▶ **AIM OF THE TASK**: Below are records; from the line containing "Can you see the sheer" through the very last line, output each line exactly. No pictures.

(Saved entries)
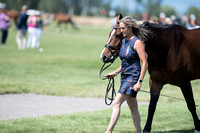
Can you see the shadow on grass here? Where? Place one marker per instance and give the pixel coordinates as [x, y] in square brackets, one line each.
[172, 131]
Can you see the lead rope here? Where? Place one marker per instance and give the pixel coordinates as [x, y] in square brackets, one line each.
[110, 86]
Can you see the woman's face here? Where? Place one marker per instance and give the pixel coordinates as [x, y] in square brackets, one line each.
[124, 29]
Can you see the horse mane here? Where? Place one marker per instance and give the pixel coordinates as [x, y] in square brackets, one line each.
[146, 24]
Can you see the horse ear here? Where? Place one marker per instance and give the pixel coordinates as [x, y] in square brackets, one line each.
[119, 17]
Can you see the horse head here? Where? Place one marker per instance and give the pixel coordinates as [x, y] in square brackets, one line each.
[112, 47]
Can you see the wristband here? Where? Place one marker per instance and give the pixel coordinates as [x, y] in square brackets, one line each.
[115, 73]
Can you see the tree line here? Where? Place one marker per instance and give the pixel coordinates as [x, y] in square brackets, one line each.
[94, 7]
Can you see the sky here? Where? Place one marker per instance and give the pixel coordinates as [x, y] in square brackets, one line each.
[180, 6]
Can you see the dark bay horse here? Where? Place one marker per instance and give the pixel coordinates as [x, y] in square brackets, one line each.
[173, 58]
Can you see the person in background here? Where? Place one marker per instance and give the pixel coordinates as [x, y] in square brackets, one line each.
[39, 28]
[193, 24]
[4, 23]
[22, 29]
[31, 29]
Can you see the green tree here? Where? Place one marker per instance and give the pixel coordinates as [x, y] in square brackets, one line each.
[168, 10]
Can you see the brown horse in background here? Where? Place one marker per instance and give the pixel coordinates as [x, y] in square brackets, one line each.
[62, 18]
[173, 58]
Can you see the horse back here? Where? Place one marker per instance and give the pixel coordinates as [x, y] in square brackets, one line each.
[173, 54]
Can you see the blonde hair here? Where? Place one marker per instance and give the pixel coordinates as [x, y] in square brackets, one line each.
[140, 32]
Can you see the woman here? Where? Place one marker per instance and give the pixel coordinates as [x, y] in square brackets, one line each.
[22, 29]
[132, 74]
[32, 36]
[4, 24]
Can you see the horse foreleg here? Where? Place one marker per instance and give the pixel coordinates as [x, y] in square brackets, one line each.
[188, 95]
[155, 89]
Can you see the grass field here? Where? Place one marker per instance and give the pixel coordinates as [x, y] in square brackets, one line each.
[69, 66]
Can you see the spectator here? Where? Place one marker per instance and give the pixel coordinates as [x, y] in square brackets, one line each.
[4, 23]
[31, 29]
[39, 28]
[192, 24]
[22, 29]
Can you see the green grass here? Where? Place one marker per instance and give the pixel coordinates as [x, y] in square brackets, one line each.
[174, 118]
[69, 66]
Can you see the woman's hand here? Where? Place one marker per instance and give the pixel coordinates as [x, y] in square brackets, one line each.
[111, 75]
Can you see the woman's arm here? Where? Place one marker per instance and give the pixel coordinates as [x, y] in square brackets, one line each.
[139, 47]
[114, 73]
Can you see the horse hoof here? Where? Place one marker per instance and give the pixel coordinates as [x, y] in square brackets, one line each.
[196, 131]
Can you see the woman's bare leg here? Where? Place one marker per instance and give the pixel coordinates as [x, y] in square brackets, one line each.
[119, 99]
[133, 105]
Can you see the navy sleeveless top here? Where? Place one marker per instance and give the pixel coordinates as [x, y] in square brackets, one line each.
[130, 67]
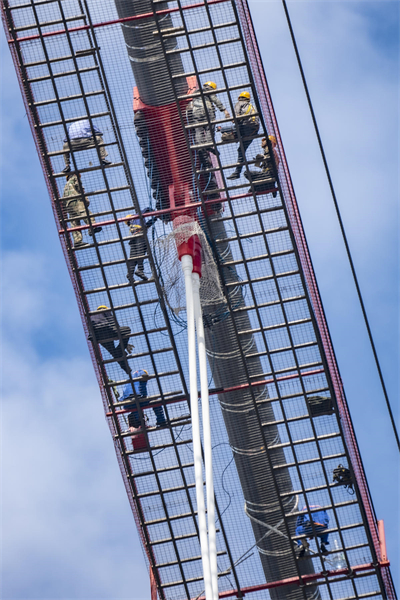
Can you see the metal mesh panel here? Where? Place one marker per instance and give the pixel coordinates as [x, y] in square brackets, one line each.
[280, 423]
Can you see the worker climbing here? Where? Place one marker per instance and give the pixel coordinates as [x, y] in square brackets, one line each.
[198, 110]
[138, 246]
[142, 377]
[265, 180]
[311, 525]
[83, 135]
[248, 126]
[76, 204]
[105, 329]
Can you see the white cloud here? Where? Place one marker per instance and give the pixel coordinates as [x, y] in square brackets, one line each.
[67, 529]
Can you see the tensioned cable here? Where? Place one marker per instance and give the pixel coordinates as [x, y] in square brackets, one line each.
[378, 366]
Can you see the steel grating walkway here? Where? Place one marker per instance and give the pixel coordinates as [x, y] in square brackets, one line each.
[269, 349]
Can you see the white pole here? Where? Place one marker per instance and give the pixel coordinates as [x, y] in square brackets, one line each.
[201, 344]
[187, 267]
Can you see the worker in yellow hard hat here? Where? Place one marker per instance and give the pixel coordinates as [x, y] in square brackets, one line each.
[77, 206]
[248, 126]
[137, 244]
[265, 179]
[199, 109]
[107, 330]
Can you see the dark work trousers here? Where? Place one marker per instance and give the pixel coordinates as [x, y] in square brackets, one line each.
[133, 417]
[115, 351]
[83, 144]
[245, 131]
[138, 248]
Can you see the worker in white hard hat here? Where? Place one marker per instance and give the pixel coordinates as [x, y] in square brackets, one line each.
[248, 126]
[199, 109]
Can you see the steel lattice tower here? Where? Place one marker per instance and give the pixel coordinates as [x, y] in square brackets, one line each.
[132, 68]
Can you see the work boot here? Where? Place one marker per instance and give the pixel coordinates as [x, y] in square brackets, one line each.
[141, 274]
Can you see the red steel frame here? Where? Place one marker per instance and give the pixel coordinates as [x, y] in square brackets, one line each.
[306, 263]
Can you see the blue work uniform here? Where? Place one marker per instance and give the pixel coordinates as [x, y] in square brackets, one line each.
[141, 391]
[319, 525]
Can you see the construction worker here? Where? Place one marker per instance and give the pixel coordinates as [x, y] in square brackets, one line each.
[140, 386]
[82, 135]
[266, 178]
[315, 523]
[138, 245]
[199, 109]
[75, 204]
[105, 328]
[248, 126]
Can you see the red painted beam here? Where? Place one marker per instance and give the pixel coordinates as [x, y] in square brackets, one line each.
[234, 388]
[161, 212]
[299, 580]
[382, 539]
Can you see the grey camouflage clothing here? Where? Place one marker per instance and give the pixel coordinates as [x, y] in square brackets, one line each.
[76, 207]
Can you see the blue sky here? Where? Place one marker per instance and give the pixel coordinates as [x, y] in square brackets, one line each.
[67, 530]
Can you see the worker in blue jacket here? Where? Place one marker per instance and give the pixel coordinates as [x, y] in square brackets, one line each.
[316, 526]
[140, 386]
[105, 329]
[82, 135]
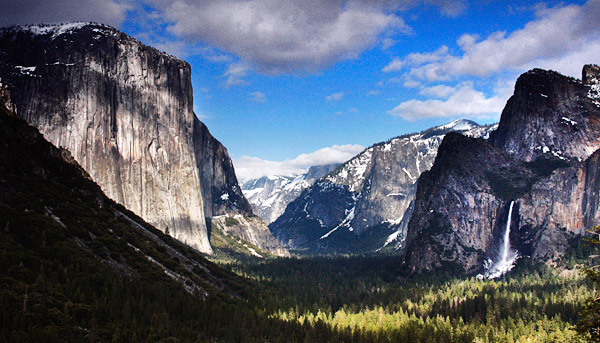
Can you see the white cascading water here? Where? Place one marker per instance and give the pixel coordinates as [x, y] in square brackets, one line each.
[507, 256]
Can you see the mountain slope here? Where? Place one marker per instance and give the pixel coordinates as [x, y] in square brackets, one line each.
[125, 112]
[361, 205]
[270, 195]
[77, 266]
[541, 157]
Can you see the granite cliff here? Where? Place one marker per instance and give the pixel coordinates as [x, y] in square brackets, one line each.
[125, 112]
[543, 157]
[364, 204]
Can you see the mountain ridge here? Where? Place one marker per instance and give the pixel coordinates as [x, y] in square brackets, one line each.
[370, 192]
[125, 111]
[462, 203]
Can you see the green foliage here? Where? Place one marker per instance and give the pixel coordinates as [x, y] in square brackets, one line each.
[589, 325]
[369, 298]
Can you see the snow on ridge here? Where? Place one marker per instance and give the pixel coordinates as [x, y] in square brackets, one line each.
[55, 29]
[594, 94]
[345, 223]
[458, 125]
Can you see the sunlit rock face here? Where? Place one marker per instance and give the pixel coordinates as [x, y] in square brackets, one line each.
[125, 111]
[543, 156]
[364, 204]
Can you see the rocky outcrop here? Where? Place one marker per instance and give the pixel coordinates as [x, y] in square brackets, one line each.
[549, 113]
[125, 111]
[251, 229]
[270, 195]
[361, 205]
[551, 173]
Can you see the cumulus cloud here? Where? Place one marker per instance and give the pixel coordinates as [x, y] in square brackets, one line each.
[555, 35]
[460, 101]
[279, 36]
[235, 74]
[258, 96]
[450, 8]
[247, 167]
[394, 65]
[335, 96]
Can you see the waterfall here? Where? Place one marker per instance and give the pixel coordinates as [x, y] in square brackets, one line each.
[507, 256]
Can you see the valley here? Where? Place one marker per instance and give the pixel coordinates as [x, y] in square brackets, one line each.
[122, 219]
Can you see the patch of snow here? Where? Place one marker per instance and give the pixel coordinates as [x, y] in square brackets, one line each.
[391, 238]
[26, 70]
[55, 30]
[252, 251]
[345, 222]
[594, 94]
[569, 121]
[396, 195]
[408, 174]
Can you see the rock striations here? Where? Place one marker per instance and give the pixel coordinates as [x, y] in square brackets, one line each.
[364, 204]
[125, 111]
[543, 156]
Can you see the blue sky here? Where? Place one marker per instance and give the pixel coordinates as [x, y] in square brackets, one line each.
[287, 84]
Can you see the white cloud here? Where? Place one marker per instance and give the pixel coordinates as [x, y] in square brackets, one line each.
[247, 167]
[439, 91]
[554, 36]
[450, 8]
[461, 101]
[235, 73]
[258, 96]
[110, 12]
[335, 96]
[284, 36]
[394, 65]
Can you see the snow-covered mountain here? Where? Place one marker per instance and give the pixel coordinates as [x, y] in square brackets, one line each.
[533, 186]
[125, 112]
[365, 204]
[270, 195]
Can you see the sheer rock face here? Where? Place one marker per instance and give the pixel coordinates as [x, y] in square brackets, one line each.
[553, 113]
[551, 173]
[270, 195]
[364, 204]
[125, 111]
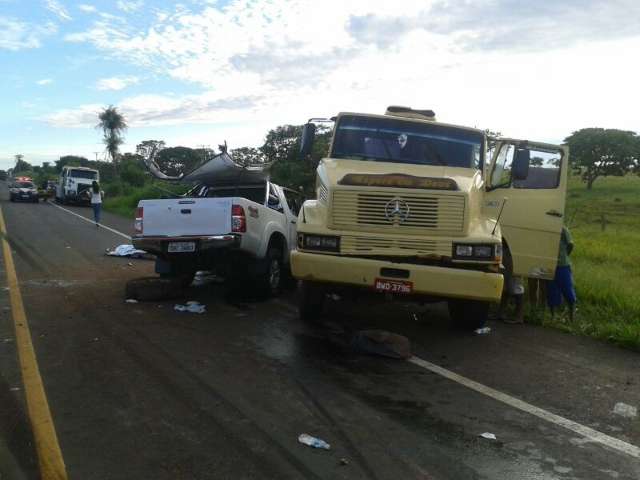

▶ **TASK RESPONSE**:
Can you see the sheer rock face here? Where? Place one marker per instance and give the pixel coordinates as [x, y] in square brackets, one line each.
[553, 113]
[551, 173]
[270, 195]
[364, 204]
[125, 111]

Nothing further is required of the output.